Exercises:
- 1) Swap "Bagua" for "Taiji" and write out the stretch of the Wudang training account from "An Unique Experience" through "Tai Chi Student)".
- 2) Pick up the Wudang training account after its last sentence and keep writing it.

Given text:
An Unique Experience with SCIC Beijing in China

7 days Bagua Training at Wudang Mountain

Program Title: A Week Intensive Training Course at Wudang
Course Date: 2nd July - 9th July 09
Written by James Brown, British (SCIC Medicine & Tai Chi Student)


After a week Yunnan visit and a week training course in Chen village I took the train to Wudang Mountain to spend a week at the Wudang school of gong fu. Wudang Mountain is famous in Chinese history as the birthplace of Taoism, one of China's major religions that expounds living life by following the 'Way' (Lao's Zi's famous 'Tao Te Ching', for example, is centered on Taoism).



At present there are perhaps twenty to thirty foreign students living and studying at the Wudang school, as well as the Chinese students. The head of the school is Master Yuan, a Daoist priest who teaches gong fu, taiji, Daoist weapons, chi gung and medicine. The normal training schedule is 8:30 to 11:15 in an old temple, and training again in the evenings after dinner, 7 - 9. The afternoons are left free for leisure time, exploring the town, or more training. Because of the nature of the school the atmosphere is different from other places I have trained - ironically due to some of the foreign students there. Some students stay at the school for long periods of time and have committed themselves to serious study - five years being the maximum.

Data excerpts:
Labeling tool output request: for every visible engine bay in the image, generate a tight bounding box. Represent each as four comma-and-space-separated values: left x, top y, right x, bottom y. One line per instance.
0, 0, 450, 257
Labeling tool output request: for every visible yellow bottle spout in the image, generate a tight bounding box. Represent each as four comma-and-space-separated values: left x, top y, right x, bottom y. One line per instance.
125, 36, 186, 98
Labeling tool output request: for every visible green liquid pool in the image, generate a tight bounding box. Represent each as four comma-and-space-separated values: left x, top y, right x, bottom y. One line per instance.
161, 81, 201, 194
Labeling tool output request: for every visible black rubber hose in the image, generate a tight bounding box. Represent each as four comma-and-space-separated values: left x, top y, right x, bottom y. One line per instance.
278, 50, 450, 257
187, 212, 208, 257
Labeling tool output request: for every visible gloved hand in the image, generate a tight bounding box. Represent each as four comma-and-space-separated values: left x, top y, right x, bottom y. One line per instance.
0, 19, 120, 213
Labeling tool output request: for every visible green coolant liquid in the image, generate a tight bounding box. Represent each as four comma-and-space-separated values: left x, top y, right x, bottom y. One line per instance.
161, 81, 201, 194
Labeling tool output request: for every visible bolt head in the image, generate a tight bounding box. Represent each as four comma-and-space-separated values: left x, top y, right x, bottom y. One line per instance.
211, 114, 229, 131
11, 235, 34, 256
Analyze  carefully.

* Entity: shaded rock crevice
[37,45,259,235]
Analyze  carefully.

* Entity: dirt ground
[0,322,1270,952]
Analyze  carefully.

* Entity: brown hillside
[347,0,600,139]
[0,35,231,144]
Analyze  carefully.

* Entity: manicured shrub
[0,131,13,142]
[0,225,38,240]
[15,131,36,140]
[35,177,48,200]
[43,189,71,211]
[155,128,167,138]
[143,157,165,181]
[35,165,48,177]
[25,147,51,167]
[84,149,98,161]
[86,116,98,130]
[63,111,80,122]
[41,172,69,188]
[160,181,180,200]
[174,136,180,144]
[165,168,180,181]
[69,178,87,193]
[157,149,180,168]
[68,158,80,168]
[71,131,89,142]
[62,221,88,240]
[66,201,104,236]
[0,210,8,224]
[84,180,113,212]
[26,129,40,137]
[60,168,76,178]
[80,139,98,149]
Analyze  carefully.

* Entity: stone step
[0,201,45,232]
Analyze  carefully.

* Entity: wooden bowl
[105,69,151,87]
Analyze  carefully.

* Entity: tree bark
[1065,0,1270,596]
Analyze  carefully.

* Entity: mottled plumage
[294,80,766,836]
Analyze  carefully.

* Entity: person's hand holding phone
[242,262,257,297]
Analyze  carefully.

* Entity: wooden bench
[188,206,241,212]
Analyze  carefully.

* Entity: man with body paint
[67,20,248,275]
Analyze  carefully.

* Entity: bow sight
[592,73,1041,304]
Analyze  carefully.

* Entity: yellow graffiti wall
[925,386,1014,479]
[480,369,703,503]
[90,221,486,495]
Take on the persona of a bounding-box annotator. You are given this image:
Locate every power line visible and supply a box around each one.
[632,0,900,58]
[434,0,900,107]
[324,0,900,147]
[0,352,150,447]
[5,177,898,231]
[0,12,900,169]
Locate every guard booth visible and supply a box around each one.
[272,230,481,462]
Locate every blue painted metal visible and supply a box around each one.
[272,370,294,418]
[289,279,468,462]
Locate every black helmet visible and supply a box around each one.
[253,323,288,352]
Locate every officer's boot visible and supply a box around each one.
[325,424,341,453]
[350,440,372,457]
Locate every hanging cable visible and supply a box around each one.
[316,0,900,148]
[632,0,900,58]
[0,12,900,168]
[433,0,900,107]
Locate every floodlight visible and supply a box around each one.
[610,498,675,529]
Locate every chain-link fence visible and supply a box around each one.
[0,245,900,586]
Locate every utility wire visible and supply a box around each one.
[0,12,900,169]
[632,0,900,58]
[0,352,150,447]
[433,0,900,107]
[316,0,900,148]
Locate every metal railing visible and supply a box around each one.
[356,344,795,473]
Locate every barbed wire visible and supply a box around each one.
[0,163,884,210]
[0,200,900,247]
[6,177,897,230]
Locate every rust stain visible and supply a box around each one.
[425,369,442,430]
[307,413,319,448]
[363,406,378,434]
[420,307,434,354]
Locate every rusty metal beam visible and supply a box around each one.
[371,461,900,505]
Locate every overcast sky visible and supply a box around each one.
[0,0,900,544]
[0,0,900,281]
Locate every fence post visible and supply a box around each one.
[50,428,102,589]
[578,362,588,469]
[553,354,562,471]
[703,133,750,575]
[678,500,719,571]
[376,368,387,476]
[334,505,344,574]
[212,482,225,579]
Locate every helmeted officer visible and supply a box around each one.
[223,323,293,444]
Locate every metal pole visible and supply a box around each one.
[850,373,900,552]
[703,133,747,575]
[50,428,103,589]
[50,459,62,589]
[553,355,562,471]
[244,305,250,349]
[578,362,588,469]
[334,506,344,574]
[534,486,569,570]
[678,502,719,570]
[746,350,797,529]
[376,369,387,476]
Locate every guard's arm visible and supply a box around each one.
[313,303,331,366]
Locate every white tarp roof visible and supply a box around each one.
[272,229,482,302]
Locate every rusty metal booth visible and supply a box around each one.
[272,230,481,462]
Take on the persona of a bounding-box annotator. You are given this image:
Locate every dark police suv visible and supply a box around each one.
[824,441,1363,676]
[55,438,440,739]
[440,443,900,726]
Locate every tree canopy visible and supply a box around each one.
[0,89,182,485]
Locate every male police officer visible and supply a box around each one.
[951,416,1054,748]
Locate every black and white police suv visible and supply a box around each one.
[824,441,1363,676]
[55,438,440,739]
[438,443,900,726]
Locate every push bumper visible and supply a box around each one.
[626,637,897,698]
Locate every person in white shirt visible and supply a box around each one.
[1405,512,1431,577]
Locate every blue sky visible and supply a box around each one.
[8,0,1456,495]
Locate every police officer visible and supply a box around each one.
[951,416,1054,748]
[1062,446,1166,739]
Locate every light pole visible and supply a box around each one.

Written responses:
- 1)
An Unique Experience with SCIC Beijing in China

7 days Taiji Training at Wudang Mountain

Program Title: A Week Intensive Training Course at Wudang
Course Date: 2nd July - 9th July 09
Written by James Brown, British (SCIC Medicine & Tai Chi Student)

- 2)
I studied Baguazhang while at Wudang, a martial art I had not studied previously. It involves 'circle-walking', walking round and round the perimeter of a circle with a sliding-step action. It has many different strikes, throws, kicking and locking actions, and is based around the I Ching, the ancient Taoist Book of Changes. Although it bears some relation to Chen-style taiji Bagua is very much its own art, and it took me some time to get used to the strange movements, especially the caterpillar-like 'circle-walking'. After a few days the movements became more comfortable, and at the end of my time there I had become very interested in this martial art.

Three weeks; three very different experiences; each one a facet of China that many people never see. I feel privileged to have spent time with Chen's family in Yunnan, and I have had great training to pursue in the future.